> Exercise prompt
Copy out in full each line of the data below that contains the word "negative", matching case exactly.

**** Extracted entries

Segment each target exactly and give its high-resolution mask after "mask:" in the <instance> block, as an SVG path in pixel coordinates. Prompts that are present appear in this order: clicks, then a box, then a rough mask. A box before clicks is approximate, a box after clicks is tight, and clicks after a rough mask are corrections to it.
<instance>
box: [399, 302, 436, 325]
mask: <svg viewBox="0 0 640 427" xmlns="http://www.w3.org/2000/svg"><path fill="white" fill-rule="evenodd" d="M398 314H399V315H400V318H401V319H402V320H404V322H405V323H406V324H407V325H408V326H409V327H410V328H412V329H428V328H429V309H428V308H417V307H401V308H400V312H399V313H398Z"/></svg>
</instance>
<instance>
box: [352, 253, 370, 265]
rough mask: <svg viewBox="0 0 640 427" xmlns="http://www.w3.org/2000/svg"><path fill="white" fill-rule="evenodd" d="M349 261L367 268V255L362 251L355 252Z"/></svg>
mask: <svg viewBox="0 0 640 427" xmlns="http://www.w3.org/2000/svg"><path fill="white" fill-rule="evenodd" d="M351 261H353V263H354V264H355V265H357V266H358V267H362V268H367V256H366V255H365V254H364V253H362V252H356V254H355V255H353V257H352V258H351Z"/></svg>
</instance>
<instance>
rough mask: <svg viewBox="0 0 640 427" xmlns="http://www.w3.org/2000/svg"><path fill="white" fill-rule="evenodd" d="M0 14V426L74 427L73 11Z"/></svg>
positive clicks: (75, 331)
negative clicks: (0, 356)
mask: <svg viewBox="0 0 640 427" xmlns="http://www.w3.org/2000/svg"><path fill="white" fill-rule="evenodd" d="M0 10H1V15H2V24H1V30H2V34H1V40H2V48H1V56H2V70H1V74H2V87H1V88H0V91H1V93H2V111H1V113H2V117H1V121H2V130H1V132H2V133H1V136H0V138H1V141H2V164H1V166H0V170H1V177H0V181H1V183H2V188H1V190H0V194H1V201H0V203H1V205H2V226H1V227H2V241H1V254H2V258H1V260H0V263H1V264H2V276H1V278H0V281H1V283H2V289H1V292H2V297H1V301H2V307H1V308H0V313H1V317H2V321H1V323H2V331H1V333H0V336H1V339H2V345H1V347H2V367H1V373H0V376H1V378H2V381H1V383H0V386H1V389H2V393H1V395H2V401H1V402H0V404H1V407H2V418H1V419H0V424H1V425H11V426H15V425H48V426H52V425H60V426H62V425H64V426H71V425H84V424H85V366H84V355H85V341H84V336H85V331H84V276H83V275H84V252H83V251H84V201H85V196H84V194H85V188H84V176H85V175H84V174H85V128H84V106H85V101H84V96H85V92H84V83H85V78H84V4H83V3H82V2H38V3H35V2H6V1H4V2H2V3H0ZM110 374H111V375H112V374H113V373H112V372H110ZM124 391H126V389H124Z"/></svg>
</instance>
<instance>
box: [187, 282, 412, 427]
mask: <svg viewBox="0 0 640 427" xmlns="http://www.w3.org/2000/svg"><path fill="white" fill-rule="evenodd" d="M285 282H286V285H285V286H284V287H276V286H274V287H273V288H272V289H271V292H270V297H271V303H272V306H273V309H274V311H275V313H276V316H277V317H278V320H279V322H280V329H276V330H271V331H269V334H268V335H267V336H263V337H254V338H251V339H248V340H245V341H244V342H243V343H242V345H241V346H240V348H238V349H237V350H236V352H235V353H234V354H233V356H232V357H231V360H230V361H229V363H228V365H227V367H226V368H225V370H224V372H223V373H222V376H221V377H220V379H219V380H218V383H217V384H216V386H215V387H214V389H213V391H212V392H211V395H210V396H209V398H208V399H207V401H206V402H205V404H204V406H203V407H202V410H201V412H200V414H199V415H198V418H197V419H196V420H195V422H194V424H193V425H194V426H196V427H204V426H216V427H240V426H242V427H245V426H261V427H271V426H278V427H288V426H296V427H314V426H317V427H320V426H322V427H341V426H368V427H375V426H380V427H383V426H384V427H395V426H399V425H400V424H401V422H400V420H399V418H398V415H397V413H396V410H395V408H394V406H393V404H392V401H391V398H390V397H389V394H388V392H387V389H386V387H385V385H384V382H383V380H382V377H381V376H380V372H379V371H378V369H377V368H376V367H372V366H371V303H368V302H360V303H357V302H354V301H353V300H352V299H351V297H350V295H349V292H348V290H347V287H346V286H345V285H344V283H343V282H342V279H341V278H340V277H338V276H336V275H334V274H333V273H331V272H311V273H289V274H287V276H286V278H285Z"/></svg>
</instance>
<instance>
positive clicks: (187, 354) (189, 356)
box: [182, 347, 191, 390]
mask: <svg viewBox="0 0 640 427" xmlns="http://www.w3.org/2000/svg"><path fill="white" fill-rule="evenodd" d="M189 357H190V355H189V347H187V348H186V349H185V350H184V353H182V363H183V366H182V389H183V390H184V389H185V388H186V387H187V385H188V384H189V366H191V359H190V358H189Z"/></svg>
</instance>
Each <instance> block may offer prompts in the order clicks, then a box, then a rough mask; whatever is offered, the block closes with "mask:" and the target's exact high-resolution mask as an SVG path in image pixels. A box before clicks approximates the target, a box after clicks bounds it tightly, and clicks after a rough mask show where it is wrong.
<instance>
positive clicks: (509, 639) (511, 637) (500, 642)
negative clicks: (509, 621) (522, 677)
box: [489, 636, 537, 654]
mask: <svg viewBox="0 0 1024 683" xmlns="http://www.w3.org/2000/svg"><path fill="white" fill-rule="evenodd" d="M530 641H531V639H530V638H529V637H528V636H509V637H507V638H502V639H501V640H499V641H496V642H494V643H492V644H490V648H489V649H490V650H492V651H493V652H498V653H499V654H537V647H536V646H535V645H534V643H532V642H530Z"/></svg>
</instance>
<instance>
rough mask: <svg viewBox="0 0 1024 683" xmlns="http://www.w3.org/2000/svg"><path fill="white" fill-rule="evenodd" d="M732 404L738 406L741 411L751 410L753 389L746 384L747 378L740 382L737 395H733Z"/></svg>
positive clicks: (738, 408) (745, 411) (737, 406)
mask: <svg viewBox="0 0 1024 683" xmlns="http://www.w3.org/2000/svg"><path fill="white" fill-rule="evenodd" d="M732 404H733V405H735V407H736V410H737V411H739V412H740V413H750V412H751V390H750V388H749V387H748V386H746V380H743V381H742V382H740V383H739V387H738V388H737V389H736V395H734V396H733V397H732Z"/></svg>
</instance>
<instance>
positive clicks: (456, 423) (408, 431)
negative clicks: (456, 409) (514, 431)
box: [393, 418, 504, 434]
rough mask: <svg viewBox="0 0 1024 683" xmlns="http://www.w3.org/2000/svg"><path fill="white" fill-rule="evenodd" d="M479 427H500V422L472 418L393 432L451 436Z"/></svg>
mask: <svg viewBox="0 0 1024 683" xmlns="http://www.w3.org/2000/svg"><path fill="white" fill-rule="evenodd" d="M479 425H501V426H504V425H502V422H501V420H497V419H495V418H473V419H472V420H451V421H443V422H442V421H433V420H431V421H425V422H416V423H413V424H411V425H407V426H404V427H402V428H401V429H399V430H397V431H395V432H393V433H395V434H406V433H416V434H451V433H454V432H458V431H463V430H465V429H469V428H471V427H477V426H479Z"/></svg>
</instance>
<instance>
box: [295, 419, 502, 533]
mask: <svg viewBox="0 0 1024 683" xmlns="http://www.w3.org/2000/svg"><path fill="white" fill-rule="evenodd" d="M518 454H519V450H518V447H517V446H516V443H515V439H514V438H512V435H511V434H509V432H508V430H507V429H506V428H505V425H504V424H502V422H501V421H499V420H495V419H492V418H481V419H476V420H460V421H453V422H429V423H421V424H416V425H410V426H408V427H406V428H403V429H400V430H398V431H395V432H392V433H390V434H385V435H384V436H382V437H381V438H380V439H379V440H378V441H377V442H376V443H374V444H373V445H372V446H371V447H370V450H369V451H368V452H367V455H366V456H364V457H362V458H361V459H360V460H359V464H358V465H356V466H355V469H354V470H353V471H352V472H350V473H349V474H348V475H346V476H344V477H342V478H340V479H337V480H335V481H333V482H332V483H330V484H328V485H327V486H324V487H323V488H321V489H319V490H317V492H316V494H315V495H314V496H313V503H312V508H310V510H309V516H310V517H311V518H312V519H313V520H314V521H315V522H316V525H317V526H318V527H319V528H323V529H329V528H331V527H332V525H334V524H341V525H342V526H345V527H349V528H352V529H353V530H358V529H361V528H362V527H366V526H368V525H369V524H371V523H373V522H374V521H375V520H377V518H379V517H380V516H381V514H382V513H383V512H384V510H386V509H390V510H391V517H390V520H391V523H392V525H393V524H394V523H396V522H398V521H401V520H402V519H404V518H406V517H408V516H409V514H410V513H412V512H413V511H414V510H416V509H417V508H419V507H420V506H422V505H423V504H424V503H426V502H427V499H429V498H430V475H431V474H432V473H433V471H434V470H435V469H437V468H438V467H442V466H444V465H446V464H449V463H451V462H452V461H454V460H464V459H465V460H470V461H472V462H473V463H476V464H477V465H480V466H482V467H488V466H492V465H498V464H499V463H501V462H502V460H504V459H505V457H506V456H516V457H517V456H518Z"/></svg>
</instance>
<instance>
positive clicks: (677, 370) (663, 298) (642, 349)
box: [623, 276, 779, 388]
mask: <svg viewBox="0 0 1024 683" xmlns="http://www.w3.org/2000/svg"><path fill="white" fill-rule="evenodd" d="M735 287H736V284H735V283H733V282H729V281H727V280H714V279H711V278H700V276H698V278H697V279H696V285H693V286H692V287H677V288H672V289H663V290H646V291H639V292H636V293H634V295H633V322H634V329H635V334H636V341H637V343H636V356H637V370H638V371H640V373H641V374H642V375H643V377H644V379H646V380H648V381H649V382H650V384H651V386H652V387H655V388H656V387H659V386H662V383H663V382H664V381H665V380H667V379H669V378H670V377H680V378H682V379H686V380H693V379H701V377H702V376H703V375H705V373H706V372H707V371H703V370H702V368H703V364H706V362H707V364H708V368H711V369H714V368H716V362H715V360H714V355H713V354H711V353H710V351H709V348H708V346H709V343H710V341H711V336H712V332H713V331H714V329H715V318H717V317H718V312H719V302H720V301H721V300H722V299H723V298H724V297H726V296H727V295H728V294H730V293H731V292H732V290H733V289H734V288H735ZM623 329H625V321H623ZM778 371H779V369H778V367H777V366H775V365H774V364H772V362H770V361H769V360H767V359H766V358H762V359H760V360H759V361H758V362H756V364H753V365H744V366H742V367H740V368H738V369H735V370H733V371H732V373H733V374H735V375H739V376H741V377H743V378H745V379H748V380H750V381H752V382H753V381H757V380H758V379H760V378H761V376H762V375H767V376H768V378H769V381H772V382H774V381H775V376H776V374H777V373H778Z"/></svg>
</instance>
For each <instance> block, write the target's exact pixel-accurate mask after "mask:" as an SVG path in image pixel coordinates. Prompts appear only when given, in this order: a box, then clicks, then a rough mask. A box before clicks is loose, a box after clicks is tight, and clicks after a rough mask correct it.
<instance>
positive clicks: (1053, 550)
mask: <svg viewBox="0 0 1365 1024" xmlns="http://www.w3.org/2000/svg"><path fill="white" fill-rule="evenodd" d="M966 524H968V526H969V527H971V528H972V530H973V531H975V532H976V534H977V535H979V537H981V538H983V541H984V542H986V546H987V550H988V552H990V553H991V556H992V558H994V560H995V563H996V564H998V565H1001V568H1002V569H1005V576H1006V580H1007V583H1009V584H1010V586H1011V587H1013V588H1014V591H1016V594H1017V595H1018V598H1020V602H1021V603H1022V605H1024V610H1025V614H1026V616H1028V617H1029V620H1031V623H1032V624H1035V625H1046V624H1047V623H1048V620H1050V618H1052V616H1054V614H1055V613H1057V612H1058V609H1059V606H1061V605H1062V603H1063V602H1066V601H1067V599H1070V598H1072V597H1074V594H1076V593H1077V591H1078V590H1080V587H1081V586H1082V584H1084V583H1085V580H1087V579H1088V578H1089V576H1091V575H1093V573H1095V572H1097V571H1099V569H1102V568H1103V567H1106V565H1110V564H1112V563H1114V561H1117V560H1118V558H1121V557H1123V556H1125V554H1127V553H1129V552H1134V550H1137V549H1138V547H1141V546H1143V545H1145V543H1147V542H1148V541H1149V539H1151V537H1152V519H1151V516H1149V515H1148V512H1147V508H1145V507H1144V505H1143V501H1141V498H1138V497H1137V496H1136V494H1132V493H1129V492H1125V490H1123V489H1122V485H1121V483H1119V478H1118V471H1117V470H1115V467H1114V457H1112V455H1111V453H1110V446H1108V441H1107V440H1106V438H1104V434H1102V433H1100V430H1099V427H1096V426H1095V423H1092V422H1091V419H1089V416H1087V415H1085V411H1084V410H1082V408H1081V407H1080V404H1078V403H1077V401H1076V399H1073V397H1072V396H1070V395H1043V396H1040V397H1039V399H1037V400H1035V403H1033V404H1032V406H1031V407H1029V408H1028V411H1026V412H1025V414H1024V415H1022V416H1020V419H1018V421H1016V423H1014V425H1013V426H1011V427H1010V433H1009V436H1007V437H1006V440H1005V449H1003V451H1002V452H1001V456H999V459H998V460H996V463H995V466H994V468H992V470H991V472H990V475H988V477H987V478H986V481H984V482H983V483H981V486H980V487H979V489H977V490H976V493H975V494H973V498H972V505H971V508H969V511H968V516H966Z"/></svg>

********

> Written solution
negative clicks: (0, 356)
negative clicks: (509, 621) (522, 677)
negative clicks: (456, 409) (514, 431)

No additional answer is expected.